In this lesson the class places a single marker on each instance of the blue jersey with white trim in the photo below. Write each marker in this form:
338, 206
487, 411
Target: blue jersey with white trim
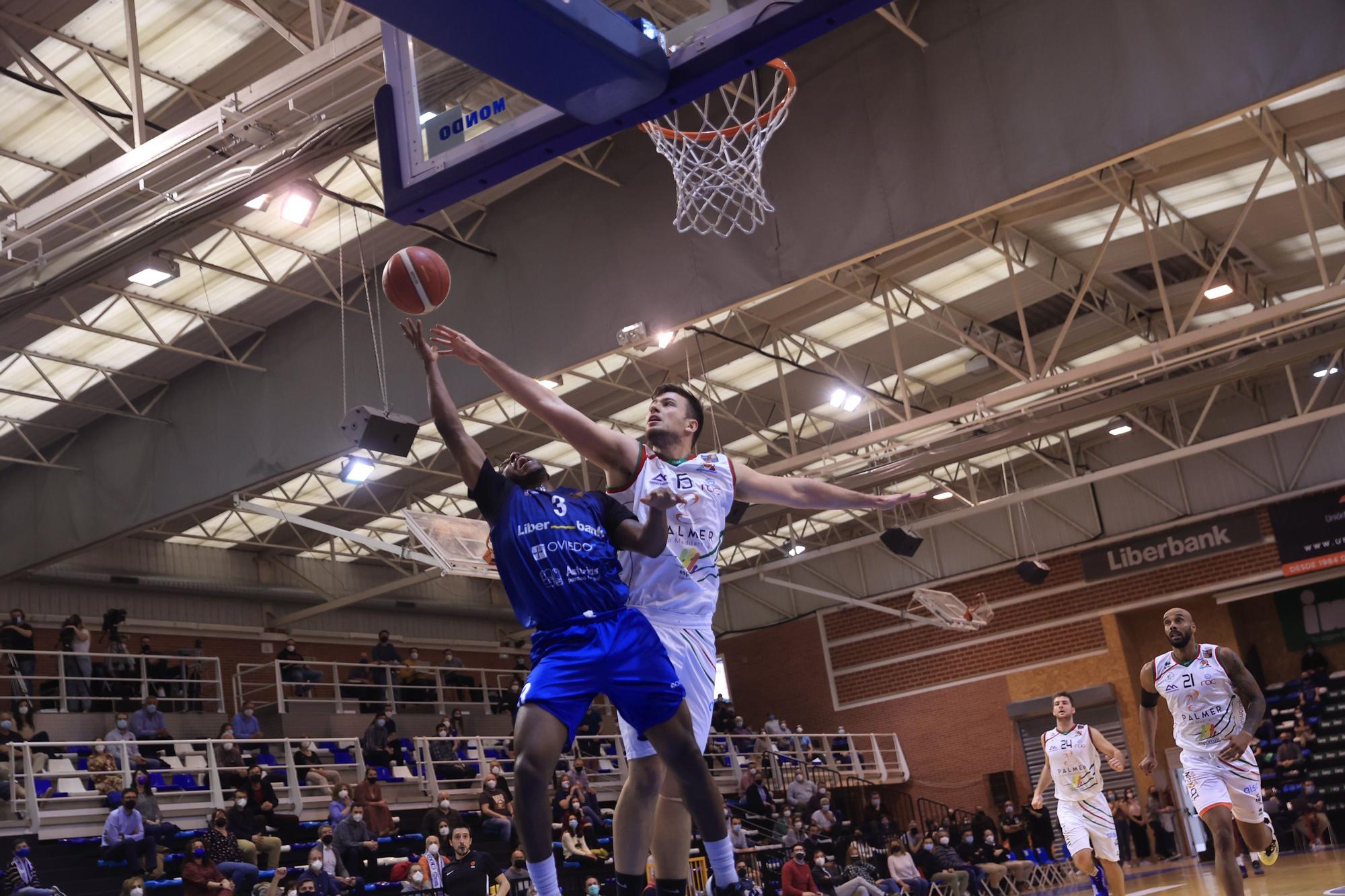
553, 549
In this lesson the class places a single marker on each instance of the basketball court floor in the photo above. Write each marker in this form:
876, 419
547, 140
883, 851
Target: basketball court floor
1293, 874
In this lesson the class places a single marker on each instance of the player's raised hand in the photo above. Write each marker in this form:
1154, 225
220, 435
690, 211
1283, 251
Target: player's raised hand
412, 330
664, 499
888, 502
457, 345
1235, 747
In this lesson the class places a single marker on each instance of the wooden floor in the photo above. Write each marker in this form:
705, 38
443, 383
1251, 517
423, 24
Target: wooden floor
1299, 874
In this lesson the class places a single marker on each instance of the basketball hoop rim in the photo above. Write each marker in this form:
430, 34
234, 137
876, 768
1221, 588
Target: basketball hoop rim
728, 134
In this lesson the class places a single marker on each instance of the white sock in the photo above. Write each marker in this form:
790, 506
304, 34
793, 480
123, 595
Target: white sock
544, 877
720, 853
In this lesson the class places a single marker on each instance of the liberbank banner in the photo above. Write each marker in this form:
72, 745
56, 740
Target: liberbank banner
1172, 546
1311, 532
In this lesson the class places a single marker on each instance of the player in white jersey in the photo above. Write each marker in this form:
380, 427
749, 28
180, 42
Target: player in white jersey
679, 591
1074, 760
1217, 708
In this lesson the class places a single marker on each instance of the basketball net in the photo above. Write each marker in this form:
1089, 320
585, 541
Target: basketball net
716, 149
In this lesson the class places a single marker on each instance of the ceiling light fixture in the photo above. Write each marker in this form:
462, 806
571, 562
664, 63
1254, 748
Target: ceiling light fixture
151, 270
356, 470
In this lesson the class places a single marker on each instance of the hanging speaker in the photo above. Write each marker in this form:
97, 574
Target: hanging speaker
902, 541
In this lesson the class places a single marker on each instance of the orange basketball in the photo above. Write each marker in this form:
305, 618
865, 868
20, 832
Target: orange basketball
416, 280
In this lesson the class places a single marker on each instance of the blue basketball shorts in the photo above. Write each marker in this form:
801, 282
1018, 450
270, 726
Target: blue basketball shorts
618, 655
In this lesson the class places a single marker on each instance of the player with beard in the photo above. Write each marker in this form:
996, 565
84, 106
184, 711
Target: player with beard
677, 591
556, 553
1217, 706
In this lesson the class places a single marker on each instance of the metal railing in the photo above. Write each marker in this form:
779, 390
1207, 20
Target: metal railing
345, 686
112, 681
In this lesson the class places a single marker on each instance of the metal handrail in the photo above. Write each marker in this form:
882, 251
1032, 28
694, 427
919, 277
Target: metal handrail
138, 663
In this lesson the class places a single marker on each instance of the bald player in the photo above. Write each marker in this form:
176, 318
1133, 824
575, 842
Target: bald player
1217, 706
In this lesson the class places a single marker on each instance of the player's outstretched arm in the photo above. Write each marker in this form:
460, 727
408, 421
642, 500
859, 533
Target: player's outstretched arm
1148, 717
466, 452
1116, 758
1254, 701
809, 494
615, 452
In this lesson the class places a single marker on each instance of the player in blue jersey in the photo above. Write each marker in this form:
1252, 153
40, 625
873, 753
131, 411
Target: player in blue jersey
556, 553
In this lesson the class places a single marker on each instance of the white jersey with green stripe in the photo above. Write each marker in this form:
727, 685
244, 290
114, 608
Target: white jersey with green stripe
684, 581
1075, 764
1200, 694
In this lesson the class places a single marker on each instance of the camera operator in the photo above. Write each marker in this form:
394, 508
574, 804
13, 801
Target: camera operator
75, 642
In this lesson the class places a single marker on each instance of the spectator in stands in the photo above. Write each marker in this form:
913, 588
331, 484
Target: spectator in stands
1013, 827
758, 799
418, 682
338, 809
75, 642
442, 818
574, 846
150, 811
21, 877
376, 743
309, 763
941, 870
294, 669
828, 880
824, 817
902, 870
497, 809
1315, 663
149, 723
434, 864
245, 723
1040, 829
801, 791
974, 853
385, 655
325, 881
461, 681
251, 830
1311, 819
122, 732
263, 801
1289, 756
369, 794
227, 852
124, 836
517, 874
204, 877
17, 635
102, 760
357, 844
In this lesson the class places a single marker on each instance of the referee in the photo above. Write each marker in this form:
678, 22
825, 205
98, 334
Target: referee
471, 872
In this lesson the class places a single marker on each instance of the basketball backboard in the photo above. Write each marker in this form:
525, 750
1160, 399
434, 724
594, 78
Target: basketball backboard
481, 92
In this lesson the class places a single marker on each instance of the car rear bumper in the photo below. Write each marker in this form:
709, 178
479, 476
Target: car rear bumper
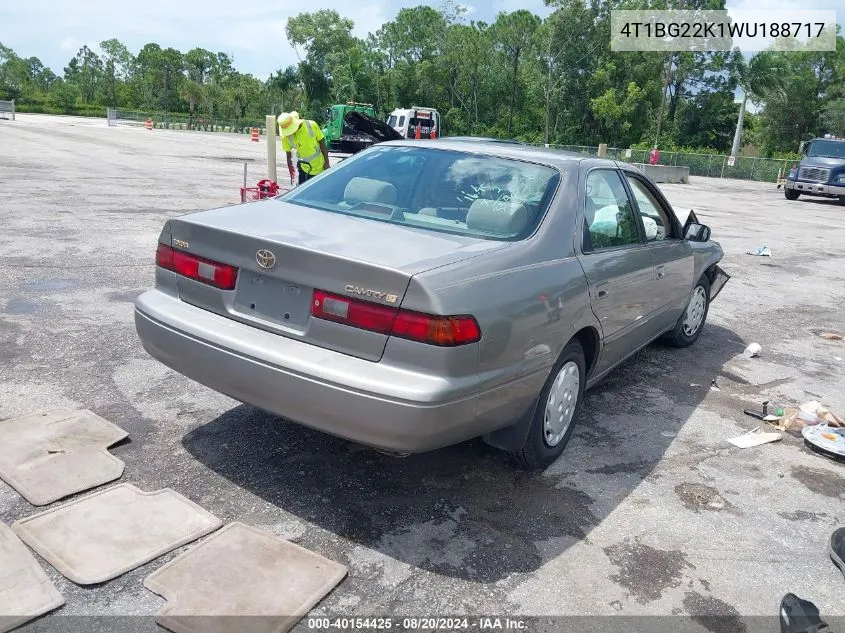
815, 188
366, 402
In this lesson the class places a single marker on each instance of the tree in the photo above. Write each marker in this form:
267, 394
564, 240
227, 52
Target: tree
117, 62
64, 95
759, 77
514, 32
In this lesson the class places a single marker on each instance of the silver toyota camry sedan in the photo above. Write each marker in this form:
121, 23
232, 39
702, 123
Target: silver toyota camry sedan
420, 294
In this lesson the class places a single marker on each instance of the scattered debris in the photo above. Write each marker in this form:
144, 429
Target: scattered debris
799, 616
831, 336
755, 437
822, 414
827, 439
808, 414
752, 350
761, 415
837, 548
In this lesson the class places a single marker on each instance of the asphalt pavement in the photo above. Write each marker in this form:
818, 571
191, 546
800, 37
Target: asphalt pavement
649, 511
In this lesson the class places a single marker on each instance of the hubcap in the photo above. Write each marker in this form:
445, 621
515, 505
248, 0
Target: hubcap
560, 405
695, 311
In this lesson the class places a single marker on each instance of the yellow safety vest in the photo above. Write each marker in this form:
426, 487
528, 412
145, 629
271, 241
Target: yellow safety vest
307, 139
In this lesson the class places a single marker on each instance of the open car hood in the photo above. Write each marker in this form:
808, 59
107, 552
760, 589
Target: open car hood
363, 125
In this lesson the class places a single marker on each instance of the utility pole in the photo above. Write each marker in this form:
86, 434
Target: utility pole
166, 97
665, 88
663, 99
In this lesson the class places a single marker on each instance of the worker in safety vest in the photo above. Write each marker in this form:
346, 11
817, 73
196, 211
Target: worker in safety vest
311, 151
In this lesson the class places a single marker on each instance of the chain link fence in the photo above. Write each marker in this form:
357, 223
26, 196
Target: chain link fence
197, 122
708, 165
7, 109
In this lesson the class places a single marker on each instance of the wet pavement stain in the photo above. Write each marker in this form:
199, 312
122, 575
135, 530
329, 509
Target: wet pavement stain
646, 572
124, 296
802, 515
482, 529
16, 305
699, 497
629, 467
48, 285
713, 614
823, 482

-- -- --

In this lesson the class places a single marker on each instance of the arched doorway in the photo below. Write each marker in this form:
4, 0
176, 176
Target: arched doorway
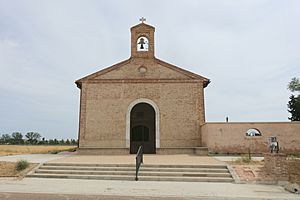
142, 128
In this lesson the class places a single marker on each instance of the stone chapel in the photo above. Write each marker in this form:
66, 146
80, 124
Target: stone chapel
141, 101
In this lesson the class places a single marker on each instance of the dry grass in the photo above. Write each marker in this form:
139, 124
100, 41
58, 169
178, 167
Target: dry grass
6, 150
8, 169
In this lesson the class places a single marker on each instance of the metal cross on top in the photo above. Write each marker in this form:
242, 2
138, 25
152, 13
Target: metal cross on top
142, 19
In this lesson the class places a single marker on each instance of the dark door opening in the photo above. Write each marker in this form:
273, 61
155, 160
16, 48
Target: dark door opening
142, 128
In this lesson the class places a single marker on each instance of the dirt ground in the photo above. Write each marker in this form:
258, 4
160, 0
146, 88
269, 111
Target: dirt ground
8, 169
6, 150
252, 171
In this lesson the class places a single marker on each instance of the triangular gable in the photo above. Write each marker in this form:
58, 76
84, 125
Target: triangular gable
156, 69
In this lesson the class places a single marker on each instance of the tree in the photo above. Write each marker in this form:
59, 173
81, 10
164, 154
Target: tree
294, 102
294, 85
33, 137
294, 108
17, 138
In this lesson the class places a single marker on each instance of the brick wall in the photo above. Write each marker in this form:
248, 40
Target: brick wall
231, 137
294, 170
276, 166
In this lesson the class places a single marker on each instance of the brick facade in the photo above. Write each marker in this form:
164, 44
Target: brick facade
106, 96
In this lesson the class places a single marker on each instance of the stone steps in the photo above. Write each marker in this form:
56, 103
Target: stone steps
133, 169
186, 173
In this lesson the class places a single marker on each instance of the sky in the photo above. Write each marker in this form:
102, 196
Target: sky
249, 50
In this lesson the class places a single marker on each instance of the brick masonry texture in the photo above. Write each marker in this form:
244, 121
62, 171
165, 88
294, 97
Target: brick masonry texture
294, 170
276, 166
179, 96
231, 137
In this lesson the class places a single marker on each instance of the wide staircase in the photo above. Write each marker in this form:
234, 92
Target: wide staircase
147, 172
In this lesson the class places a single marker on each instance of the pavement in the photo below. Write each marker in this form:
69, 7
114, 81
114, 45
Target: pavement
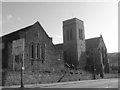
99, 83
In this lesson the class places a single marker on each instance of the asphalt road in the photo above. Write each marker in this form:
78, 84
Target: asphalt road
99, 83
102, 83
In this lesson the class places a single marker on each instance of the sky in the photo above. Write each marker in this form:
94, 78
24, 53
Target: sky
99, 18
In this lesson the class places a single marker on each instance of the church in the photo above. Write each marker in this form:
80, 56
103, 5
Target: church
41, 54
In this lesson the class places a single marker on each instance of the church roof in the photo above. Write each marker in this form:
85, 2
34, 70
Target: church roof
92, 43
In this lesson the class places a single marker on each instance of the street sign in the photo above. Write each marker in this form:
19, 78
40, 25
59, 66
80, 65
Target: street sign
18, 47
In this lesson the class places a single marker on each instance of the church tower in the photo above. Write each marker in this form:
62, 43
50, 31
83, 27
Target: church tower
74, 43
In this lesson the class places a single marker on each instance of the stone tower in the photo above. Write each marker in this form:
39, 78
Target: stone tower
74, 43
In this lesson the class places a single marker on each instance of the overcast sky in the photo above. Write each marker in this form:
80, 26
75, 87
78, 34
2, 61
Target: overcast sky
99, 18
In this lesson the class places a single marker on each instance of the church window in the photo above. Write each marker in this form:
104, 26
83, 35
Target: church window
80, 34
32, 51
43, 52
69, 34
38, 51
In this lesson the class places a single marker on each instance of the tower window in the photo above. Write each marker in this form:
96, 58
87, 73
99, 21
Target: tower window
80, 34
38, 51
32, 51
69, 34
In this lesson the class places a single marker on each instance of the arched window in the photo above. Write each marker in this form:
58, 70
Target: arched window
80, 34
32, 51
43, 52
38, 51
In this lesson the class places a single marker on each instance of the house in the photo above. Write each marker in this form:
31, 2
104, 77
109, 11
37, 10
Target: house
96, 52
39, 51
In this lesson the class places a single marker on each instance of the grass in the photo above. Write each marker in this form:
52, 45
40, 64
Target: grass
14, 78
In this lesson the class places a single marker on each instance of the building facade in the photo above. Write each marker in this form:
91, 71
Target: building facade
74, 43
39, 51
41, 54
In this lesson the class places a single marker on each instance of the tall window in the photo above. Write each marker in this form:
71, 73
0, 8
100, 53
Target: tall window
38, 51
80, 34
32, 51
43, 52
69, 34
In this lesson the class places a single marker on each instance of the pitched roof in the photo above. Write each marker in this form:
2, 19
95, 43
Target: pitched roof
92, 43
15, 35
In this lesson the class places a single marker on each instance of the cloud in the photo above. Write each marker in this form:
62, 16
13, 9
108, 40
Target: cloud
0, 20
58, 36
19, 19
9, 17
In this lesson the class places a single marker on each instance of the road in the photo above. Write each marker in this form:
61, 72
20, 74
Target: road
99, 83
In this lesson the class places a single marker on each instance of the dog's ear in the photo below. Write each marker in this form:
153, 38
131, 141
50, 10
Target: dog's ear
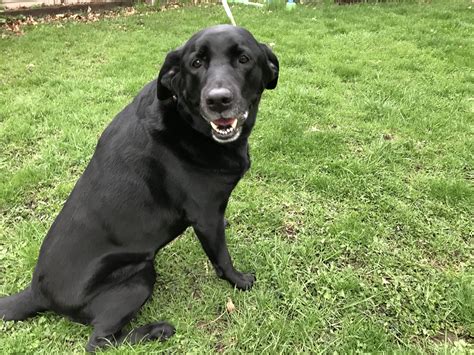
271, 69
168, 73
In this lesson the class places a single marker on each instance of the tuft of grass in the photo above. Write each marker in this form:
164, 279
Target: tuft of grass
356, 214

-- -- --

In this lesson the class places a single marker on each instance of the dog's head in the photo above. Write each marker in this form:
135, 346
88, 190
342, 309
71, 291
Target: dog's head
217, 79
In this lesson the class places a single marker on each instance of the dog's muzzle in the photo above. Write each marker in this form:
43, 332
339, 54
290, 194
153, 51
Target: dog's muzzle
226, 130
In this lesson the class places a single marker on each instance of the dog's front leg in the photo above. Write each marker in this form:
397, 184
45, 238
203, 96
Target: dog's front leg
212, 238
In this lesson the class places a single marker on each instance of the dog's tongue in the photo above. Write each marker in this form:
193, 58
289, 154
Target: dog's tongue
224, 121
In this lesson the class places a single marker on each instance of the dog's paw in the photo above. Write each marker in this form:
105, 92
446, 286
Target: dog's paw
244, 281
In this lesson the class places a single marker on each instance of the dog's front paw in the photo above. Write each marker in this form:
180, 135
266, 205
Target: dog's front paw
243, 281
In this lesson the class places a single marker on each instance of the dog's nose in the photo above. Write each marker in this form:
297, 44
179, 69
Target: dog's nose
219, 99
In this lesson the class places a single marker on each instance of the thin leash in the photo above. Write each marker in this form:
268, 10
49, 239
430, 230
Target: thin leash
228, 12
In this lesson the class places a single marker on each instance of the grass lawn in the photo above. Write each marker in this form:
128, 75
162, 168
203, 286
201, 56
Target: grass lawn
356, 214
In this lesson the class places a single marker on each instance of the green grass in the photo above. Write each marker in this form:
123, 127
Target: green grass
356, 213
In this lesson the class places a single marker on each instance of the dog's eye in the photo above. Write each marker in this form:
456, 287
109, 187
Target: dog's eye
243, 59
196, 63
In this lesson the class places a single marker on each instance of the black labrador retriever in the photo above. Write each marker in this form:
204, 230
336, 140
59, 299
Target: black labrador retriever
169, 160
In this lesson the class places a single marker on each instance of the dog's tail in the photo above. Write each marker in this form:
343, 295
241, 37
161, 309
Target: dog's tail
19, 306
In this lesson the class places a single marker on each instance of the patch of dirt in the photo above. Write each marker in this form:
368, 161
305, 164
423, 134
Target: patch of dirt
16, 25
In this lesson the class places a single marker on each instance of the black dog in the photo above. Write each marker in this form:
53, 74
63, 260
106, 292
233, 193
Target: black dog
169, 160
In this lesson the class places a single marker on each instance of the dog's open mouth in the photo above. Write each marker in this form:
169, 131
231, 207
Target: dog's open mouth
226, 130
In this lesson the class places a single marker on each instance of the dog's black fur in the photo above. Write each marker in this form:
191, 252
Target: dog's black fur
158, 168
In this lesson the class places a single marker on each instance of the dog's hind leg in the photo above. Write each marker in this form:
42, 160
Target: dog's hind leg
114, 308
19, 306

-- -- --

- WHAT IS BEING ASKED
Among the entries above, identify all lines with "below" and copy them.

- SOLVED PROBLEM
In this lesson the class places a single marker on each instance of the blue jersey with white trim in the photo below. Write each marker in this form:
In this lesson the class places a single marker on each instance of the car rear bumper in the photo below. Write each marker in this form:
In this lesson the class places a single marker on each instance of the arched doorway in the photo below. Write each marker in this form:
In this lesson the class places a single marker on each instance of the pavement in the photo below. Write each marker in this form:
In this lesson the class places a single marker on each instance of the dog's ear in the photo below. Write each marker in this form:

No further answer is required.